Rb. Den Haag, 16-01-2013, nr. C/09/404787 / HA ZA 11-2522
ECLI:NL:RBDHA:2013:BY8487
- Instantie
Rechtbank Den Haag
- Datum
16-01-2013
- Zaaknummer
C/09/404787 / HA ZA 11-2522
- LJN
BY8487
- Vakgebied(en)
Ondernemingsrecht (V)
- Brondocumenten en formele relaties
ECLI:NL:RBDHA:2013:BY8487, Uitspraak, Rechtbank Den Haag, 16‑01‑2013
Uitspraak 16‑01‑2013
Inhoudsindicatie
Het gaat in deze zaak om de vraag of het design van bepaalde Galaxy tablets van Samsung inbreuk maken op een modelrecht van Apple. De rechtbank is van oordeel dat er geen sprake is van een inbreuk, onder verwijzing naar Britse rechtspraak waarin de rechter al in twee instanties hetzelfde had geoordeeld over dezelfde inbreukvraag.
Partij(en)

◆ TE DOEN ◆
(1) Beantwoord over de uitspraak de volgende vragen:
(a) Welke instantie deed de uitspraak?
(b) Onder welk vakgebied valt de zaak?
(c) Tot welk oordeel kwam de rechtbank over de inbreukvraag?
(2) Ga verder met de uitspraak over het design van de Galaxy tablets, aansluitend op de laatste regel.
De gegevens hebben niets met de uitspraak te maken.

◆ GEGEVENS ◆
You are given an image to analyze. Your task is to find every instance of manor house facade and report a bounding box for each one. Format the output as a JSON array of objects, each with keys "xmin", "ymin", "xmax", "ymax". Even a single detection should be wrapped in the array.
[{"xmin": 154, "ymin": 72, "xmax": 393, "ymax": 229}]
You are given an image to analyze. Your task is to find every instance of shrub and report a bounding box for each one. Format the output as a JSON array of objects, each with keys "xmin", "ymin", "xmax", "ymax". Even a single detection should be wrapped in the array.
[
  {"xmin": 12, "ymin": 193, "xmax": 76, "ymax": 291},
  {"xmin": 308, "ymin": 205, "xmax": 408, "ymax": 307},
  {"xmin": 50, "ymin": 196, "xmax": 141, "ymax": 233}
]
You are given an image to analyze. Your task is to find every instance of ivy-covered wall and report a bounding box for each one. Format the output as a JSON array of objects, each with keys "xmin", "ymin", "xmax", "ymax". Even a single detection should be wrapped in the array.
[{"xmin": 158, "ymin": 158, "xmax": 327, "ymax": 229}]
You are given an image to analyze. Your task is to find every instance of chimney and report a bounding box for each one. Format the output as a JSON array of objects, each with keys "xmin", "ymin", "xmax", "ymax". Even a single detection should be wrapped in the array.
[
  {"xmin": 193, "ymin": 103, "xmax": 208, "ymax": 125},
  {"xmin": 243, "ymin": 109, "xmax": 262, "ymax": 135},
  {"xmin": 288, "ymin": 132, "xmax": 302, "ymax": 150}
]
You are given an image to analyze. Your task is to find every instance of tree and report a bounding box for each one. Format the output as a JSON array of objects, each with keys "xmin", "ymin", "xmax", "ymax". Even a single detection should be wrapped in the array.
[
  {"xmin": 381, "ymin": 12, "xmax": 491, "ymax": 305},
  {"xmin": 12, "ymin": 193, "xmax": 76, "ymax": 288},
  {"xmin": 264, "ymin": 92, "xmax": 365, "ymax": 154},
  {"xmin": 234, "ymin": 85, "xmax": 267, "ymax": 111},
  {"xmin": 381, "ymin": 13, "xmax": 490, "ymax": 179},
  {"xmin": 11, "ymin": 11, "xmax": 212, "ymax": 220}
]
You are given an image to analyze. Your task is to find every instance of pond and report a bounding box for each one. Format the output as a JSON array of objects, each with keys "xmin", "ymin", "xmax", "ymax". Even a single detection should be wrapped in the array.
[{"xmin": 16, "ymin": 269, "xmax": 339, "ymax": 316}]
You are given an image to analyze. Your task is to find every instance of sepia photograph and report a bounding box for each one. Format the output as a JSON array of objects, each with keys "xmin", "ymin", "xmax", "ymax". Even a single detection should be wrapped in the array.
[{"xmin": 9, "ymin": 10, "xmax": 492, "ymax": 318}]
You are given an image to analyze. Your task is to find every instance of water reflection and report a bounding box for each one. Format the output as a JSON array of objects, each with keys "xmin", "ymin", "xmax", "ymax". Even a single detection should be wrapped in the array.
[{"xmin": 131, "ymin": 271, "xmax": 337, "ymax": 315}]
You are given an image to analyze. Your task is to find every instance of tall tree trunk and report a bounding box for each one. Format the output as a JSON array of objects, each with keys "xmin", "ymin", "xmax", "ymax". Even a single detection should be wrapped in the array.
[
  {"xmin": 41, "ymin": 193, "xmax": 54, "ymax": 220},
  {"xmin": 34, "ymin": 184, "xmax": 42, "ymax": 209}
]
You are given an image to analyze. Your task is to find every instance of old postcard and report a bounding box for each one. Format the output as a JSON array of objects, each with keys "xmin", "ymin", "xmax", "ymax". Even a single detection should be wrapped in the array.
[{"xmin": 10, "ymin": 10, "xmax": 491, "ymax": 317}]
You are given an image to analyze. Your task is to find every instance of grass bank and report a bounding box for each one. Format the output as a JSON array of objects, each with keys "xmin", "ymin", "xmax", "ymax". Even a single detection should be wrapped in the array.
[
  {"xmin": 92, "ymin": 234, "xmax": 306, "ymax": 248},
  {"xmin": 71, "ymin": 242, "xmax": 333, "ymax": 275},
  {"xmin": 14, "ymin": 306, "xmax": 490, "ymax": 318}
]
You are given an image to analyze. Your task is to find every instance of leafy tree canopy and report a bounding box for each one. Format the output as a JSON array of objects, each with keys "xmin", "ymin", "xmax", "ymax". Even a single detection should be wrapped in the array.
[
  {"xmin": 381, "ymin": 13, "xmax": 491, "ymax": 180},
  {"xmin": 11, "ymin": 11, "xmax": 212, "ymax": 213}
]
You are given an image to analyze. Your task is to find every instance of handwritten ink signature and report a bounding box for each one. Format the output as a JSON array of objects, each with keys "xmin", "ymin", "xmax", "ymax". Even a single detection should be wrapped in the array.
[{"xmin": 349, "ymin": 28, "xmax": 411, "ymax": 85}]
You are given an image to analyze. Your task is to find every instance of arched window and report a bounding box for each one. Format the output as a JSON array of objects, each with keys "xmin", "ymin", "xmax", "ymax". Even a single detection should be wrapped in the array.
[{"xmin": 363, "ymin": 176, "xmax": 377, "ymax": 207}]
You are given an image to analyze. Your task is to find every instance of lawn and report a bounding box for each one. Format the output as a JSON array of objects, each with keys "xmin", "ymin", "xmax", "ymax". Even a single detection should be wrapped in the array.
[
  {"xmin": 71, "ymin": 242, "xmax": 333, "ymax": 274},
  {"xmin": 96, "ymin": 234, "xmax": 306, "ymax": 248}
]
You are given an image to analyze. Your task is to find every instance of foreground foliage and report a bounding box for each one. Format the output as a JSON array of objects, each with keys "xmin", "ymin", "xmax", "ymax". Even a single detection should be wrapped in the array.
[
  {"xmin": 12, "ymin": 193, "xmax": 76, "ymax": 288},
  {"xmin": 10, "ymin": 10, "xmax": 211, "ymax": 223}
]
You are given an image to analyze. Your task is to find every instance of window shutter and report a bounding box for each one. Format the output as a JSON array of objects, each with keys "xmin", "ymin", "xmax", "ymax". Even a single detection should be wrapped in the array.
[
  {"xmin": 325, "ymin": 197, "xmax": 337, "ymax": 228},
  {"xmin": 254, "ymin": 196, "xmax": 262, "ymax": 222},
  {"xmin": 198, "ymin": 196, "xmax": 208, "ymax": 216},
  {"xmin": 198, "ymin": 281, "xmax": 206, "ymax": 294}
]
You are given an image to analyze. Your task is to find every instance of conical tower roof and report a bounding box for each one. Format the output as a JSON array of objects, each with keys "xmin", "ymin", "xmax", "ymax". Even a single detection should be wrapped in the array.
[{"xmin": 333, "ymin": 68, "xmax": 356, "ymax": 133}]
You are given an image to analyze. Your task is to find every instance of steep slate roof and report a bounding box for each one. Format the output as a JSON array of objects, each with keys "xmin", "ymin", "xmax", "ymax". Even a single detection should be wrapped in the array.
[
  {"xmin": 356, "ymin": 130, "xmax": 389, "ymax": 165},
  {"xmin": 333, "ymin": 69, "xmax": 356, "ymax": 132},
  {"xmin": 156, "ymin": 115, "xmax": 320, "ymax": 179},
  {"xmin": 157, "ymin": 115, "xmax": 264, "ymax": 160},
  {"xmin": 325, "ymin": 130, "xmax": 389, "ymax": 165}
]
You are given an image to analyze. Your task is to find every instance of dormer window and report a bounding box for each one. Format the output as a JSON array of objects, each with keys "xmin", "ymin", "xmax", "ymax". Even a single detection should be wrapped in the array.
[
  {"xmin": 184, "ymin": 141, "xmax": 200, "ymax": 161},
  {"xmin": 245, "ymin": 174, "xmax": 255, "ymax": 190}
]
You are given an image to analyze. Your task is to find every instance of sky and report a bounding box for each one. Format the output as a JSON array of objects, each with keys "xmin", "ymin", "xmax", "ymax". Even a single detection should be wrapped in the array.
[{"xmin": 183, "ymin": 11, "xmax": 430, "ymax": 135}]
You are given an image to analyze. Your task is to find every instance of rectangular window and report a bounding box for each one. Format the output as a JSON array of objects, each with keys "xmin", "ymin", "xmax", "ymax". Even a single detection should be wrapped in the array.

◆ ANTWOORDEN ◆
(1)
(a) De Rechtbank Den Haag.
(b) Ondernemingsrecht.
(c) Dat er geen sprake is van een inbreuk.

(2)
vonnis
RECHTBANK DEN HAAG
Team handel
Zittingsplaats Den Haag
zaaknummer / rolnummer: C/09/404787 / HA ZA 11-2522
Vonnis van 16 januari 2013
in de zaak van
1. de vennootschap naar buitenlands recht
SAMSUNG ELECTRONICS CO. LTD,
gevestigd te Gyeonggi-do, Zuid-Korea,
2. de besloten vennootschap met beperkte aansprakelijkheid
SAMSUNG ELECTRONICS BENELUX B.V.,
gevestigd te Delft,
3. de besloten vennootschap met beperkte aansprakelijkheid
SAMSUNG ELECTRONICS EUROPE LOGISTICS B.V.,
gevestigd te Delft,
4. de besloten vennootschap met beperkte aansprakelijkheid
SAMSUNG ELECTRONICS OVERSEAS B.V.,
gevestigd te Delft,
eiseressen in conventie,
verweersters in reconventie,
advocaat mr. B.J. Berghuis van Woortman te Amsterdam,
tegen
de vennootschap naar buitenlands recht
APPLE INC.,
gevestigd te Cupertino, CA, Verenigde Staten van Amerika,
gedaagde in conventie,
eiseres in reconventie,
advocaat mr. D. Knottenbelt te Rotterdam.
Eiseressen in conventie, verweersters in reconventie zullen hierna afzonderlijk worden aangeduid als Samsung Ltd, Samsung Benelux, Samsung Europe Logistics en Samsung Overseas en gezamenlijk Samsung worden genoemd. Gedaagde in conventie, eiseres in reconventie, zal Apple worden genoemd. Inhoudelijk is de zaak behandeld voor Samsung door mr. B.J. Berghuis van Woortman, mr. Ch. Gielen, mr. L.W. Kamp en mr. R. van Oerle en voor Apple door mr. R.M. Kleemans, mr. A.A.A.C.M. van Oorschot en mr. I.M. Ghislain, allen advocaat te Amsterdam.
1. De procedure
1.1.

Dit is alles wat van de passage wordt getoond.